Exercise text:
----------

Editor’s note: Carlos A. Pellegrini, MD, FACS, FRCSI, Immediate Past-President of the American College of Surgeons (ACS), presented the ACS Lifetime Achievement Award to Thomas R. Russell, MD, FACS, former Executive Director of the College, during the Convocation, October 26, at Clinical Congress 2014 in San Francisco, CA. The award was presented posthumously, and Dr. Russell’s wife Nona and his daughters, Jackie and Katie, accepted it on his behalf.
Following is the text of Dr. Pellegrini’s remarks. They have been edited to conform to Bulletin style.
It is my great honor to present the Lifetime Achievement Award of the American College of Surgeons. This award is presented to an extraordinary individual for a lifetime of contributions to the art of medicine and surgery, and service to the ACS. Not surprisingly, this is only the third time that our College has conferred this award in its 100-year history. In choosing Dr. Thomas Russell, the College is not only recognizing his contributions and service to the organization’s mission, but also is recognizing a dedicated leader, a compassionate humanitarian, and a man who touched many lives in ways that left us all better people for having known him.
A committed physician
Dr. Russell spent his youth in California, and had the unique experience as a teenager of working as a wrangler at a dude ranch, a job that would have a profound influence in his life. After earning his bachelor of arts degree at the University of California, Berkeley, and his medical degree from Creighton University Medical School, Omaha, NE, Tom returned to the Bay Area for his surgical residency training at the University of California, San Francisco. His training was interrupted by service in the Vietnam War from 1968 to 1970, during which he served as a Lieutenant Commander and flight surgeon in the U.S. Navy. In 1975, he joined a practice in San Francisco and began what would become 25 years as a practicing general and colon and rectal surgeon.
Tom became a Fellow of the ACS in 1979. He was Secretary and later President of the Northern California Chapter of the College. He was elected to the Board of Governors in 1990 and served in that role until 1993, when he was elected to the Board of Regents. His roles in the ACS as a Regent are too numerous to name, but included chairing the Nominating Committee and serving on the Member Services Liaison Committee and the Advisory Council for Colon and Rectal Surgery.
In 1999, the Board of Regents, facing unprecedented challenges, asked Tom to take the difficult job of Executive Director of the College. Our College was in need of thoughtful and compassionate leadership, and Tom was the right person for the job. He had a reputation as a bright, kind, high-energy individual who was willing to weigh all sides of an issue.
Soon after assuming the position of Executive Director, he initiated a strategic planning process, which revealed his innovative and insightful leadership. The College structure was reorganized. Education programs were expanded to offer new and innovative courses. He directed the establishment of the ACS Foundation in 2005 to better support the ACS’ scholarship programs.

----------

Problem requirements: Output the part of the text on Dr. Russell's Lifetime Achievement Award word for word, from "Following is the" up to and including "having known him.". The listing has nothing to do with this.

[Point location data]
----------

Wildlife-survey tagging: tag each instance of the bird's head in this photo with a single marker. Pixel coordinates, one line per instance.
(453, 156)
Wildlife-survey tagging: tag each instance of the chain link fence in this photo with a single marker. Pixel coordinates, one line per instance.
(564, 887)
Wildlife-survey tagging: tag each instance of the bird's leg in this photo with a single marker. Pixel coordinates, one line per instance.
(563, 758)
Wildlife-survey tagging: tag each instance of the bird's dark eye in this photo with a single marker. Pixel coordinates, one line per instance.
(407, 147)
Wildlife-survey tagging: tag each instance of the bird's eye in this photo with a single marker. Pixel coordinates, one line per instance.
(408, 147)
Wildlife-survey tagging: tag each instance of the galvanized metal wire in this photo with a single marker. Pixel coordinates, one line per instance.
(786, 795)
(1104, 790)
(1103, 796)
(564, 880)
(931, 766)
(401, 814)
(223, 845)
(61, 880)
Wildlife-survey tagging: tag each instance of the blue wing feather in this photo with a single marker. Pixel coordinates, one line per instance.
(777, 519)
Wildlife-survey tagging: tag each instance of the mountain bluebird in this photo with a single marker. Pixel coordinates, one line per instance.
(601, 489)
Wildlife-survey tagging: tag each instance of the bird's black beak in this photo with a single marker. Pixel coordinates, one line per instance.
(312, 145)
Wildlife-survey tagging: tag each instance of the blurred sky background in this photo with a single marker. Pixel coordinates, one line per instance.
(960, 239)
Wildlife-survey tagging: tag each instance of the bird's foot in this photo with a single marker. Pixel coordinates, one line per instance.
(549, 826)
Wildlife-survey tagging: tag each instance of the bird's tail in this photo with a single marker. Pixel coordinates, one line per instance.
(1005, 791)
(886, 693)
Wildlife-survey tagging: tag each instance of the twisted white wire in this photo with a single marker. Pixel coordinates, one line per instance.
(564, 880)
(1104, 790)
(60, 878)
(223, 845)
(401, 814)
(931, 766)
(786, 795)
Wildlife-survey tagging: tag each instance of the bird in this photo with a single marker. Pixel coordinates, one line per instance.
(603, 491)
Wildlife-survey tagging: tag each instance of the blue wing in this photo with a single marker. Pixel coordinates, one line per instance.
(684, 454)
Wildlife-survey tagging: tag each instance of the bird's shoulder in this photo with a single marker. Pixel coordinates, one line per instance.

----------

Result of this task:
Following is the text of Dr. Pellegrini’s remarks. They have been edited to conform to Bulletin style.
It is my great honor to present the Lifetime Achievement Award of the American College of Surgeons. This award is presented to an extraordinary individual for a lifetime of contributions to the art of medicine and surgery, and service to the ACS. Not surprisingly, this is only the third time that our College has conferred this award in its 100-year history. In choosing Dr. Thomas Russell, the College is not only recognizing his contributions and service to the organization’s mission, but also is recognizing a dedicated leader, a compassionate humanitarian, and a man who touched many lives in ways that left us all better people for having known him.